**ESTRATTO DEL TESTO**
-=-=-=-=-
Riusciremo a fermarci prima dell’irreparabile?

di Gianmaria Spagnoletti

L’UNIONE EUROPEA, SMESSA LA RETORICA DELLA “PACE”, CORRE A DISTRIBUIRE ARMI A PIÙ NON POSSO. ANCHE L’ITALIA E’ COINVOLTA ED HA GIÀ AVUTO INGENTI DANNI ECONOMICI…

Scriviamo mentre tutti i mass media si stanno occupando della guerra fra Russia e Ucraina. In pochi giorni di conflitto si rischia già un’escalation globale. Ovviamente TV e giornali sono schierati tutti da una parte: quella di Zelensky, ambiguo capo di Stato ucraino sostenuto da tutti i poteri occidentali (e questo basta perché i mass media lo classifichino tra i “buoni”), mentre Putin viene presentato come il “Grande Satana”, “pazzo e visionario”.

Dispiace infinitamente che il conflitto sia già costato migliaia di vite di russi e ucraini, ma è anche vero che la NATO (un’alleanza militare residuo della Guerra Fredda) ha continuato a espandersi inglobando Stati dell’ex Patto di Varsavia e installando batterie di missili a un tiro di schioppo dalla Russia (i missili possono coprire centinaia di Km e raggiungere Mosca in pochi minuti). Con ogni probabilità, facendo un maggiore ricorso alla diplomazia, questo conflitto si sarebbe potuto evitare.
-=-=-=-=-
Dati memorizzati:
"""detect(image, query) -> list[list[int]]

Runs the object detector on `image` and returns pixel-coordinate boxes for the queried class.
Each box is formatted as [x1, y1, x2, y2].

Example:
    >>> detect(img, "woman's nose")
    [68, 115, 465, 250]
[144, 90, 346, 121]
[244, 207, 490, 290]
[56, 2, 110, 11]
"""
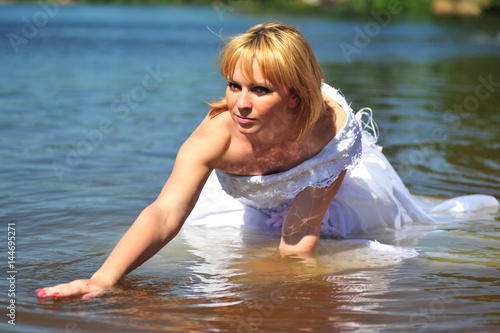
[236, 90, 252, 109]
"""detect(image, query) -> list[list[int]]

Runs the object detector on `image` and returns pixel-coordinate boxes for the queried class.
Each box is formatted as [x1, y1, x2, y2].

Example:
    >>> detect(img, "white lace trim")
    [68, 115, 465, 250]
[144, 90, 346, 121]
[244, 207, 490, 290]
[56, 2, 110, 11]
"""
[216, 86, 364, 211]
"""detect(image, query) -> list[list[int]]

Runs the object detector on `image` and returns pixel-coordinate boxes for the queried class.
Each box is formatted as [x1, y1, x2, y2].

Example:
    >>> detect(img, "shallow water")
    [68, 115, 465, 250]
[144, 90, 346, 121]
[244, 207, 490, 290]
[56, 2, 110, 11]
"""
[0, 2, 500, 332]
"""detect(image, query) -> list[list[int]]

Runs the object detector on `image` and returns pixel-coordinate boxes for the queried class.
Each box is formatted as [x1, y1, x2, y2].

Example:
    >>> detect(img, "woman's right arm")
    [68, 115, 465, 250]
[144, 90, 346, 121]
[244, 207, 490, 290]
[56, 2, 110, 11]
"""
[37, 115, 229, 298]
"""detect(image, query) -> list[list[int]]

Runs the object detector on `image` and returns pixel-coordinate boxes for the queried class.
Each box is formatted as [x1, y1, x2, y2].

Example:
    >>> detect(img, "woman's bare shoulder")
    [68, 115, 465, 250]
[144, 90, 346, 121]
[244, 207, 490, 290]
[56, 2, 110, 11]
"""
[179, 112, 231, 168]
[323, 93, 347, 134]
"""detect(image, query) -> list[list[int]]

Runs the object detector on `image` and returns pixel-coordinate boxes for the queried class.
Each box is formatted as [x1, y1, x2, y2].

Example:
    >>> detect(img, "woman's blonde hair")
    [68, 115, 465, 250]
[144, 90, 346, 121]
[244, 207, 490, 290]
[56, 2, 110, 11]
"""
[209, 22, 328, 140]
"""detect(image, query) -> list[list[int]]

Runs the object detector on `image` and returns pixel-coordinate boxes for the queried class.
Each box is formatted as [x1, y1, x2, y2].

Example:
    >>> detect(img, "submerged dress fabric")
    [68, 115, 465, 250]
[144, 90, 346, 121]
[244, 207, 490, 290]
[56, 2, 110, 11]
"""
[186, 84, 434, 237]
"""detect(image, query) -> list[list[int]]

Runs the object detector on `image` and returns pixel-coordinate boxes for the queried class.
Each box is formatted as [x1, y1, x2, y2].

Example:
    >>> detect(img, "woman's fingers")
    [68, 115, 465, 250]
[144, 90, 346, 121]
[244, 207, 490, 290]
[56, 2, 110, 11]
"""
-=-=-=-=-
**COSA SI CHIEDE**
Prosegui l'articolo sulla guerra tra Russia e Ucraina dopo l'ultima frase riportata.

**RISPOSTA FINALE**
A noi non interessa schierarci da una parte o dall’altra: di fronte a un conflitto che può allargarsi in maniera imprevedibile (forse anche la Cina pensa di regolare i conti con Taiwan), non stiamo neanche a badare alle tifoserie che si sono formate sui Facebook e che si tolgono l’amicizia a seconda delle idee reciprocamente difformi: chissà se pensano di stare aiutando lo “sforzo bellico”. Il miglior consiglio che possiamo darvi, oltre a quello di non litigare tra di voi, è di non fidarvi delle “narrazioni” ufficiali, cercare fonti alternative e tentare una propria sintesi dei fatti.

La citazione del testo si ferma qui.